TASK DESCRIPTION
Please transcribe the records precisely; pictures stay out of your copy.

DATA FOR THE TASK
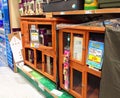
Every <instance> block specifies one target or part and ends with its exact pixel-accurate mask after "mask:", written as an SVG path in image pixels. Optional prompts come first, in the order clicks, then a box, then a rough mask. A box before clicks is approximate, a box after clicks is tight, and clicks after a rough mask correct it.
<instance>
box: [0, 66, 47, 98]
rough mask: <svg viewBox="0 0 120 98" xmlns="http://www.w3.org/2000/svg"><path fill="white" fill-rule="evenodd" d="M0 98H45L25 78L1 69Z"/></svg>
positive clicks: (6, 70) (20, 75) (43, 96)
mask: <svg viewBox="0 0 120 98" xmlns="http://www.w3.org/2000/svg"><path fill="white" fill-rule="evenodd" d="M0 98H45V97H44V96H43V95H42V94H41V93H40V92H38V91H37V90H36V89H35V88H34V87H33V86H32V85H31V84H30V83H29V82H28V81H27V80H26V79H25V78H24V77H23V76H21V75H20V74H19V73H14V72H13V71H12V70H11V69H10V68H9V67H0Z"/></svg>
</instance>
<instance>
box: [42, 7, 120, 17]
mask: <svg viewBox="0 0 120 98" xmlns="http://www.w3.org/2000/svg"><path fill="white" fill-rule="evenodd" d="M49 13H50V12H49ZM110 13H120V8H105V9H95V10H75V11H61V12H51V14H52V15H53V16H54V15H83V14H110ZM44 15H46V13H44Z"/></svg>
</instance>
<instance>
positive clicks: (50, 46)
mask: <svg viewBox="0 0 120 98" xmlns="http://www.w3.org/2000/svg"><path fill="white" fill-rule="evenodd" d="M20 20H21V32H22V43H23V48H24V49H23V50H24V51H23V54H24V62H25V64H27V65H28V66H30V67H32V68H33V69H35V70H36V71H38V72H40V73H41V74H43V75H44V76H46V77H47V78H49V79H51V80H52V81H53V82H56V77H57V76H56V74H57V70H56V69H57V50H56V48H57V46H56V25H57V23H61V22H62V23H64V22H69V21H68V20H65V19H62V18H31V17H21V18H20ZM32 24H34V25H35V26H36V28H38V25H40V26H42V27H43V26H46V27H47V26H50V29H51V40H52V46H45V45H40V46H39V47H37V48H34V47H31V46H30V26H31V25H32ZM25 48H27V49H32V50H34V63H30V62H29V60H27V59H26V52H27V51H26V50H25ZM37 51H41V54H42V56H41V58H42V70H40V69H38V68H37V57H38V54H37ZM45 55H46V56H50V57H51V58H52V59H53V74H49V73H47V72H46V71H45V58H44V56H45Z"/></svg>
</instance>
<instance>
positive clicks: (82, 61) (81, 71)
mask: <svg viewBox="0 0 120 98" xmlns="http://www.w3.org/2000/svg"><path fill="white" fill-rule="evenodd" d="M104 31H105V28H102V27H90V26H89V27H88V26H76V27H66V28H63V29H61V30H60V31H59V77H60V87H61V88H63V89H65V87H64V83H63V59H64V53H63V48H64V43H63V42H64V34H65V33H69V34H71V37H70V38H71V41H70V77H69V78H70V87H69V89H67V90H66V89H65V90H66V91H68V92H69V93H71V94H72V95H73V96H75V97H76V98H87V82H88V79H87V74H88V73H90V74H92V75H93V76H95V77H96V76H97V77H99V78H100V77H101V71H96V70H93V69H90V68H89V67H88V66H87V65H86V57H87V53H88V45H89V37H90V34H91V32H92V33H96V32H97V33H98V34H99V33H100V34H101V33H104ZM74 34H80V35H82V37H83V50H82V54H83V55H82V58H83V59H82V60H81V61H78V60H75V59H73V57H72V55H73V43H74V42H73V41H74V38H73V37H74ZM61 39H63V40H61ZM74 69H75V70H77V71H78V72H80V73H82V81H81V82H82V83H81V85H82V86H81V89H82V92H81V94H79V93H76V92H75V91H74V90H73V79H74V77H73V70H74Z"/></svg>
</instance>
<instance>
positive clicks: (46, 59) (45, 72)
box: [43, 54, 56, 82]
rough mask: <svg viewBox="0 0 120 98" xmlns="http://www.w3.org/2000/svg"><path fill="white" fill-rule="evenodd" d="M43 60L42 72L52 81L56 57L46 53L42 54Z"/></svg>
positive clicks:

RESPONSE TO THIS EXERCISE
Every <instance> block specifies one target or part and ends with its exact pixel-accurate mask after "mask:", written as an SVG path in image pixels. Optional prompts come first, in the order clicks, then a box, then a rough mask. A box before clicks is approximate, a box after clicks is tight, and clicks after a rough mask correct it.
<instance>
box: [0, 66, 47, 98]
rough mask: <svg viewBox="0 0 120 98" xmlns="http://www.w3.org/2000/svg"><path fill="white" fill-rule="evenodd" d="M0 98H45L25 78L1 69Z"/></svg>
positive clicks: (6, 70) (20, 75) (43, 96)
mask: <svg viewBox="0 0 120 98" xmlns="http://www.w3.org/2000/svg"><path fill="white" fill-rule="evenodd" d="M0 98H45V97H44V96H43V95H42V94H41V93H40V92H38V91H37V90H36V89H35V88H34V87H33V86H32V85H31V84H30V83H29V82H28V81H27V80H26V79H25V78H24V77H23V76H21V75H20V74H19V73H14V72H13V71H12V70H11V69H10V68H9V67H0Z"/></svg>
</instance>
<instance>
box: [42, 7, 120, 17]
mask: <svg viewBox="0 0 120 98" xmlns="http://www.w3.org/2000/svg"><path fill="white" fill-rule="evenodd" d="M49 13H50V12H49ZM110 13H120V8H105V9H95V10H75V11H61V12H51V14H52V15H53V16H54V15H83V14H110ZM44 15H46V13H44Z"/></svg>
</instance>
<instance>
positive clicks: (50, 46)
mask: <svg viewBox="0 0 120 98" xmlns="http://www.w3.org/2000/svg"><path fill="white" fill-rule="evenodd" d="M20 20H21V32H22V43H23V48H24V49H23V50H24V51H23V54H24V62H25V64H27V65H28V66H30V67H32V68H33V69H35V70H36V71H38V72H40V73H41V74H43V75H44V76H46V77H47V78H49V79H51V80H52V81H53V82H56V77H57V76H56V74H57V70H56V69H57V50H56V48H57V46H56V25H57V23H61V22H62V23H64V22H69V21H68V20H65V19H62V18H31V17H21V18H20ZM32 24H34V25H35V26H36V28H38V25H40V26H42V27H43V26H46V27H47V26H50V29H51V40H52V46H45V45H40V46H39V47H37V48H34V47H31V46H30V26H31V25H32ZM25 48H27V49H32V50H34V63H30V62H29V60H27V59H26V52H27V51H26V50H25ZM37 51H41V54H42V56H41V58H42V70H40V69H38V68H37V57H38V54H37ZM45 55H46V56H50V57H51V58H52V59H53V74H49V73H47V72H46V71H45V58H44V56H45Z"/></svg>
</instance>
<instance>
positive clicks: (82, 61) (81, 71)
mask: <svg viewBox="0 0 120 98" xmlns="http://www.w3.org/2000/svg"><path fill="white" fill-rule="evenodd" d="M104 31H105V28H102V27H90V26H89V27H88V26H76V27H66V28H63V29H61V30H60V31H59V77H60V87H61V88H63V89H65V87H64V83H63V59H64V53H63V48H64V43H63V42H64V34H65V33H69V34H71V37H70V38H71V41H70V77H69V78H70V87H69V89H67V90H66V89H65V90H66V91H68V92H69V93H71V94H72V95H73V96H75V97H76V98H87V82H88V79H87V74H88V73H90V74H92V75H93V76H95V77H96V76H97V77H99V78H100V77H101V71H96V70H93V69H90V68H89V67H88V66H87V65H86V57H87V53H88V45H89V37H90V34H91V32H92V33H96V32H97V33H98V34H99V33H100V34H101V33H104ZM74 34H80V35H82V37H83V50H82V54H83V55H82V58H83V59H82V60H81V61H78V60H75V59H73V57H72V55H73V43H74V42H73V41H74V38H73V37H74ZM61 39H63V40H61ZM74 69H75V70H77V71H78V72H80V73H82V81H81V82H82V83H81V85H82V86H81V89H82V92H81V94H79V93H76V92H75V91H74V90H73V79H74V77H73V70H74Z"/></svg>
</instance>
<instance>
positive clicks: (46, 59) (45, 72)
box: [43, 54, 56, 82]
rough mask: <svg viewBox="0 0 120 98" xmlns="http://www.w3.org/2000/svg"><path fill="white" fill-rule="evenodd" d="M43 60L42 72L52 81L56 57L46 53L42 54Z"/></svg>
positive clicks:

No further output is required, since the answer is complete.